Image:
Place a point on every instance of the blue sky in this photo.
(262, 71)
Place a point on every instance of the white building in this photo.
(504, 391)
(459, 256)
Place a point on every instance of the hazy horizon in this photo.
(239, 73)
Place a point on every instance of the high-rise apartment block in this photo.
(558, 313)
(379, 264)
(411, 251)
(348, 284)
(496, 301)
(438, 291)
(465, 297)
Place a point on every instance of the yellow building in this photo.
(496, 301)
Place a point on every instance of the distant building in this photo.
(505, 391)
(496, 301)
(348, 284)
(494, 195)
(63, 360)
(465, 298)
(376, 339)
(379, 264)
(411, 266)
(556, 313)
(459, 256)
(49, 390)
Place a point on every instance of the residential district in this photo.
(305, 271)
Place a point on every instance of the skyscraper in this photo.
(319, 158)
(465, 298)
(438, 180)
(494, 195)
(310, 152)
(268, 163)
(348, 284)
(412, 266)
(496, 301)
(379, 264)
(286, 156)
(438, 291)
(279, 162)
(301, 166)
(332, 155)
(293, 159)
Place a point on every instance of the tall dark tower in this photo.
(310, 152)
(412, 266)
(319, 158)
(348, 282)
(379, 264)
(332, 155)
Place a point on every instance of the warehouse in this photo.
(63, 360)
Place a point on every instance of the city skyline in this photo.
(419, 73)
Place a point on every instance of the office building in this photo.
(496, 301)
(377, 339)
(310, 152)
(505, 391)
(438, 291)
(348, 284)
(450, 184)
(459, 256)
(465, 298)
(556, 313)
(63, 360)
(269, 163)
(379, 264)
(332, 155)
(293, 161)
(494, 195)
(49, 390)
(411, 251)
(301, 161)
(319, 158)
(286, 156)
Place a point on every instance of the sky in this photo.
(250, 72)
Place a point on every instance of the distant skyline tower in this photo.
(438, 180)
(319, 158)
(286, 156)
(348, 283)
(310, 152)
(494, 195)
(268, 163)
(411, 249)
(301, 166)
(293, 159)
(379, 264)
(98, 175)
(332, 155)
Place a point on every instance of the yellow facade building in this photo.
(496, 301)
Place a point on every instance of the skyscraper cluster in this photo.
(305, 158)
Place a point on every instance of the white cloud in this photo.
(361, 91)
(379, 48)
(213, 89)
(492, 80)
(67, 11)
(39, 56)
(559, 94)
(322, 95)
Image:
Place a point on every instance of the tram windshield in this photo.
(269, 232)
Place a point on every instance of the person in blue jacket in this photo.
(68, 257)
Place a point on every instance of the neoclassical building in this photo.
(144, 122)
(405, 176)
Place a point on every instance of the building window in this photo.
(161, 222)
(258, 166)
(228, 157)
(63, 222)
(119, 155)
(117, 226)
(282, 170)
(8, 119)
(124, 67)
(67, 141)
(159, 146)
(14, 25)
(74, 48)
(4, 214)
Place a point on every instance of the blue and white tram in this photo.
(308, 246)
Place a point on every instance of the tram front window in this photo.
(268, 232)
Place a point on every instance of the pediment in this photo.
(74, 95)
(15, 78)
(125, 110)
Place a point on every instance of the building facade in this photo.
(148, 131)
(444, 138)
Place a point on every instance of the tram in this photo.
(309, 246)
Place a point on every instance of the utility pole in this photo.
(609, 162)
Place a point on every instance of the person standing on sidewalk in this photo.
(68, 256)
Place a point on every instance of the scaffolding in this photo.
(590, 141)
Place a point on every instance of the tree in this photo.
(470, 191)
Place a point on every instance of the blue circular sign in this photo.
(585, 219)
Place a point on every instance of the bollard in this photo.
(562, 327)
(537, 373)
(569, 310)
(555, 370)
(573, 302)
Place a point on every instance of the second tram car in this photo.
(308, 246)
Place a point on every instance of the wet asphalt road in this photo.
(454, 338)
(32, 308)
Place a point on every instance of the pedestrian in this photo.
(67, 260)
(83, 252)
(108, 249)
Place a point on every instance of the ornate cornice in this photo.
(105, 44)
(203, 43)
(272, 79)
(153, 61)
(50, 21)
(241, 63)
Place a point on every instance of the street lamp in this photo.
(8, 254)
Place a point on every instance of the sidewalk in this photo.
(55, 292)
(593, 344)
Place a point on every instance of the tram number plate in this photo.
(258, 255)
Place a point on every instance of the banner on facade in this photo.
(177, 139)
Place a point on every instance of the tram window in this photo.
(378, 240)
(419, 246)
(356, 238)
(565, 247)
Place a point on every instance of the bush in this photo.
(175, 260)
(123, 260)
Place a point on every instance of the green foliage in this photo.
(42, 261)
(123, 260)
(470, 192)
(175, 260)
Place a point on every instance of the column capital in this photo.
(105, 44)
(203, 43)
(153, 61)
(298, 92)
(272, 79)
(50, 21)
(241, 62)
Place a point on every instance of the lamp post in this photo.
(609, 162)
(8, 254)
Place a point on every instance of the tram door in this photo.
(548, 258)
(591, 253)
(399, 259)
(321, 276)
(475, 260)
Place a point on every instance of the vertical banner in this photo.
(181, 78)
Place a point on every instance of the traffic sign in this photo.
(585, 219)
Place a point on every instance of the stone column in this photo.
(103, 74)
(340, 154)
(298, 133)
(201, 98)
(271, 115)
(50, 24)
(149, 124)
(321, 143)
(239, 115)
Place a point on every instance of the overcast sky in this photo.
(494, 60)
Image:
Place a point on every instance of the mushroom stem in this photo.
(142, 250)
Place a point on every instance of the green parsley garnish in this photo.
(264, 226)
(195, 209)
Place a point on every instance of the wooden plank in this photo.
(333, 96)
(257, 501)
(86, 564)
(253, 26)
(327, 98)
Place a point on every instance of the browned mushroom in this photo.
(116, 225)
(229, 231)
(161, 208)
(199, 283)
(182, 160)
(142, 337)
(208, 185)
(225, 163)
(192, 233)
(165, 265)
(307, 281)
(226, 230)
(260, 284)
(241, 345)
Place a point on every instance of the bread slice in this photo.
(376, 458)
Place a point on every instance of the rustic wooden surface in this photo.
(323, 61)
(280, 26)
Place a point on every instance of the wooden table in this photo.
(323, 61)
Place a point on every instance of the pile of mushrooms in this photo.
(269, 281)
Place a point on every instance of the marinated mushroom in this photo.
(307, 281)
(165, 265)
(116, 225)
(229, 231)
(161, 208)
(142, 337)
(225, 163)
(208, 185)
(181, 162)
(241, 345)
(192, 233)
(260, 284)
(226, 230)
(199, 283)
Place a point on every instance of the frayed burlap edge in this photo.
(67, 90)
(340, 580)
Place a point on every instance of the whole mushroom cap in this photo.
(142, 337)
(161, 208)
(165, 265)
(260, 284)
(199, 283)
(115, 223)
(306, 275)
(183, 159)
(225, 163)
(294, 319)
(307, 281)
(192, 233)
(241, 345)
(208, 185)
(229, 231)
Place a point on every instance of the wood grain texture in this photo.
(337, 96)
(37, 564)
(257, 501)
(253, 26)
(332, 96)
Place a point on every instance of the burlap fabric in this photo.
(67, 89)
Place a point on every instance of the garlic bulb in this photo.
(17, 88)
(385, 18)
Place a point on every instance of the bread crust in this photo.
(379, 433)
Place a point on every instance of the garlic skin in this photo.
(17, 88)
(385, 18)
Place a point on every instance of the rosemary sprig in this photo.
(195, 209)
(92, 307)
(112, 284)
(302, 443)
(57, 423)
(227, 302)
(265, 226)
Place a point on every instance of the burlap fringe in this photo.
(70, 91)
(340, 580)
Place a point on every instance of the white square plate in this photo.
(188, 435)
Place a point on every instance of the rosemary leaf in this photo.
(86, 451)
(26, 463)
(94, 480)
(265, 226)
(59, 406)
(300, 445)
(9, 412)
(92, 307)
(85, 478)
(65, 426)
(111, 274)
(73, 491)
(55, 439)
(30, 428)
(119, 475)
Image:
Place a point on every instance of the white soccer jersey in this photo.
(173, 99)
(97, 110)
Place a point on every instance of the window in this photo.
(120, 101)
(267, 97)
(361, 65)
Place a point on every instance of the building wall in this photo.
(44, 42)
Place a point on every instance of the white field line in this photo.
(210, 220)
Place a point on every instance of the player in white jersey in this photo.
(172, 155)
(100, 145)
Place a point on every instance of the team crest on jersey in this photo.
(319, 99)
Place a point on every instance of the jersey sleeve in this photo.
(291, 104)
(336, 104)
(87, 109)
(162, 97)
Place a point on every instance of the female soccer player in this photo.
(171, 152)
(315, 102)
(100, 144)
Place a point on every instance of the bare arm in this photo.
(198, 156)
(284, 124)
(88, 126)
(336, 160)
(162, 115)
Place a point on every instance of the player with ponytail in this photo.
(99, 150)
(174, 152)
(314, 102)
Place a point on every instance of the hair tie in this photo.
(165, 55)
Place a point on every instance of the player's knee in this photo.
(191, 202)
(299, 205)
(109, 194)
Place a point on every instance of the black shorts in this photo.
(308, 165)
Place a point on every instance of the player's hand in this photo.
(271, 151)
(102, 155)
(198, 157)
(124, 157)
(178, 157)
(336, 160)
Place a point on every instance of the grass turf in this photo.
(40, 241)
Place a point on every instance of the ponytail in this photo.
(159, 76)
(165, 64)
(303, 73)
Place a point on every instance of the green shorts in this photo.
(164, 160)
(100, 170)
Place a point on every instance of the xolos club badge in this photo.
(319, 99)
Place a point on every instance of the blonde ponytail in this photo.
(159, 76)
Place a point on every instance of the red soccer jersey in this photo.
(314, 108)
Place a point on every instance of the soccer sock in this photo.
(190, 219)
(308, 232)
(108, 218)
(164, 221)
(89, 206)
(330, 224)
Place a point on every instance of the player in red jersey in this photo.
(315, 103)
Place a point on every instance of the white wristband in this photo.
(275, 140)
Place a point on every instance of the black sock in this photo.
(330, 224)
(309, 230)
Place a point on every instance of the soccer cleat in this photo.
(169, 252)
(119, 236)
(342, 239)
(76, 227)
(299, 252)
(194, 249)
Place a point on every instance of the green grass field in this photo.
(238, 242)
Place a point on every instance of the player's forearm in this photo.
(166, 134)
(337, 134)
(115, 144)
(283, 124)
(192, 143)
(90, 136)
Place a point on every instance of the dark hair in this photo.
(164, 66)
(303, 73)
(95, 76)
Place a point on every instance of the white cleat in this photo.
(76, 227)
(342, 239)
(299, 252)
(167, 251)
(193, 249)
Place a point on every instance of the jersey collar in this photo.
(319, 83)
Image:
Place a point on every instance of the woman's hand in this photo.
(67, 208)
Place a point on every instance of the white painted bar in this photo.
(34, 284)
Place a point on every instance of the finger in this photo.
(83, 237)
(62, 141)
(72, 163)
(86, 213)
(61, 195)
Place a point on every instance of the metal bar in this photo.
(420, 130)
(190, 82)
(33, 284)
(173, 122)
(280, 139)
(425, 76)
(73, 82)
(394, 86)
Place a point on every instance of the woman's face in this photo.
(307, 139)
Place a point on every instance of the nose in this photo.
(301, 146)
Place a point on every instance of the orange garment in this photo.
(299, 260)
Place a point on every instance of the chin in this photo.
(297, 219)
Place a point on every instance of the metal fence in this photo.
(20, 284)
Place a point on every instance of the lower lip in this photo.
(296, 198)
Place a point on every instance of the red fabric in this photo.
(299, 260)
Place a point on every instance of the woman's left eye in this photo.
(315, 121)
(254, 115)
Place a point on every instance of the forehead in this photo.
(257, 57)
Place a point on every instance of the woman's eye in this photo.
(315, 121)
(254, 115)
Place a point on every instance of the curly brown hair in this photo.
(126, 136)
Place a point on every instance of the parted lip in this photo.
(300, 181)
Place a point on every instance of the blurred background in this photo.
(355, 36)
--
Each of the lines from the one holding "Place a point on every instance of the woman's left" through the final line of the entries is to be set down exactly, and no others.

## EXERCISE RESPONSE:
Place a point on every instance of the woman's left eye in this photo.
(315, 121)
(254, 115)
Place a point on every instance of the forehead in this photo.
(257, 57)
Place a point on every instance of the woman's eye in this photo.
(315, 121)
(254, 115)
Place a point on every instance of the curly brown hair in this photo.
(126, 136)
Place a point on every instance of the parted lip in this photo.
(300, 181)
Place a point on every instance of the blurred background in this photo.
(355, 36)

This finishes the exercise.